---- DATASET CONTENT

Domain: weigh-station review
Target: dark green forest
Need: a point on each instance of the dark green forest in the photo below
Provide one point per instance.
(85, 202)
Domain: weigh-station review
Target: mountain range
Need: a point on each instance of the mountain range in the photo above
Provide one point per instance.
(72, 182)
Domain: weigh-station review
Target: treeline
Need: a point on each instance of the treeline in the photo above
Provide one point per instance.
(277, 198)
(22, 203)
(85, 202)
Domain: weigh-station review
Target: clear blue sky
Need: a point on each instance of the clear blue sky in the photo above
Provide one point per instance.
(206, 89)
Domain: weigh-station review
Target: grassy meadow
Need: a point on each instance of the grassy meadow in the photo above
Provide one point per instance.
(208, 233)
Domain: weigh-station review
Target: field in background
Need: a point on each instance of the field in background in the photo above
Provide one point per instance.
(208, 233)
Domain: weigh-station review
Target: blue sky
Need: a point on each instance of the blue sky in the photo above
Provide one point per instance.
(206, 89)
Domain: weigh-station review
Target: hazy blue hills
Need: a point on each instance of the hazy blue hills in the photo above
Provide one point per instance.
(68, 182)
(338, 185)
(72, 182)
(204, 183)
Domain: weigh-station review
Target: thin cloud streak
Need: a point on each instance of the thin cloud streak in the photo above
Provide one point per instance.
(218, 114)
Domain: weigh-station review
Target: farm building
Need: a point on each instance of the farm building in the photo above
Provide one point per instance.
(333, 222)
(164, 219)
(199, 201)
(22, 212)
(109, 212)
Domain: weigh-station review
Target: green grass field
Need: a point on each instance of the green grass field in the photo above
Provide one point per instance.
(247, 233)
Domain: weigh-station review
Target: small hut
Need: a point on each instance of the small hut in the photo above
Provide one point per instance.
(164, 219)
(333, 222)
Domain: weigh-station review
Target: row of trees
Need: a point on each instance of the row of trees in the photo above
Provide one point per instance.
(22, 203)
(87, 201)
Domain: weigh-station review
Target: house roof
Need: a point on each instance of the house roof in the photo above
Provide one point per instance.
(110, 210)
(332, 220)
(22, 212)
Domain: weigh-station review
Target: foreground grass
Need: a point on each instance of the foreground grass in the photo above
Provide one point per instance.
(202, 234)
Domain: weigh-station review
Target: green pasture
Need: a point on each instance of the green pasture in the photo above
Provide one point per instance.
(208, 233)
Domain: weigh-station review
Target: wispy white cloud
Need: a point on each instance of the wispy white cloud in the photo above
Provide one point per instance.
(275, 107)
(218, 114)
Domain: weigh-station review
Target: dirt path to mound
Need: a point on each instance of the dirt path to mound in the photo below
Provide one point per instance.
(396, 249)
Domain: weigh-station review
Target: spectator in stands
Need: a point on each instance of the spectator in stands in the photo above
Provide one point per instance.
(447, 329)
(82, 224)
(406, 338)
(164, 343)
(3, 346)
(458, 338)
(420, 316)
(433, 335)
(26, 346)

--------

WHAT THE TASK REQUIRES
Quote the data above in full, changing nothing.

RESULT OF THIS EXERCISE
Domain: weigh-station review
Target: dark green forest
Need: a point on each instance of the dark green forest in the photo below
Provide one point per instance.
(85, 202)
Domain: weigh-station review
Target: mountain range
Need: a point on each instance of the mountain range in the photo above
Provide one point per instance.
(72, 182)
Domain: weigh-station review
Target: treeline
Need: a point on each instance of the treeline in the photo above
Provide one point per instance.
(277, 198)
(22, 203)
(85, 202)
Domain: weigh-station review
Target: clear blue sky
Need: a point on each instance of the clear blue sky in the photo above
Provide one point per instance.
(206, 89)
Domain: weigh-station review
Target: grassy meadow
Need: a point on each instance of the grassy meadow in the photo above
Provide one point per instance.
(208, 233)
Domain: weigh-station review
Target: field in background
Need: a point on each instance of the field in background in the photo above
Provide one point per instance.
(208, 233)
Domain: weigh-station review
Target: blue sky
Need: a point on each instance of the blue sky in the photo above
Provide one point per instance.
(206, 89)
Domain: weigh-station review
Target: hazy blue hills
Need: a point on each instance of the hazy blue hills in the photo above
Provide one point per instance.
(68, 182)
(338, 185)
(72, 182)
(204, 183)
Domain: weigh-station review
Target: thin cloud streak
Need: a point on each instance of the thin cloud streak in the photo above
Provide one point per instance.
(218, 114)
Domain: weigh-station review
Target: farm building
Need: a point on each instance of the farm building in the photo above
Provide one point per instance.
(333, 222)
(164, 219)
(199, 201)
(22, 212)
(109, 212)
Domain: weigh-station review
Target: green grass field
Need: a point on each instance of the green grass field in the photo above
Provide one point per instance.
(247, 233)
Domain: weigh-station review
Target: small hut
Need: a point on each instance of the small hut in the photo above
Provide one point per instance.
(164, 219)
(333, 222)
Domain: weigh-station review
Target: row of trees
Need: a point on each instance of the row of trees in the photo above
Provide one point per instance.
(22, 203)
(87, 201)
Domain: weigh-station review
Target: house roof
Need: a point on each instance of the house roof in the photo above
Provide one point per instance.
(110, 210)
(332, 220)
(22, 212)
Domain: weigh-station review
Target: foreground grass
Need: a point on each instance of the foreground grass in the photo above
Provide one point per instance.
(202, 234)
Domain: weigh-station review
Target: green pasture
Need: a point on each instance of the green pasture in the photo above
Provide one point per instance.
(208, 233)
Domain: weigh-station review
Target: wispy white cloud
Need: a point on each instance of the wispy white cloud in the photo above
Provide one point per instance.
(275, 107)
(218, 114)
Domain: weigh-station review
Target: dirt path to mound
Need: a point on each instance of the dirt path to mound in the photo below
Provide one point per instance.
(396, 249)
Domain: weigh-station review
Target: spectator in stands
Need: a point on each instance of the spectator in stands in the photo above
Provide one point per instance.
(447, 329)
(82, 224)
(406, 338)
(164, 343)
(3, 346)
(458, 338)
(420, 316)
(433, 335)
(26, 346)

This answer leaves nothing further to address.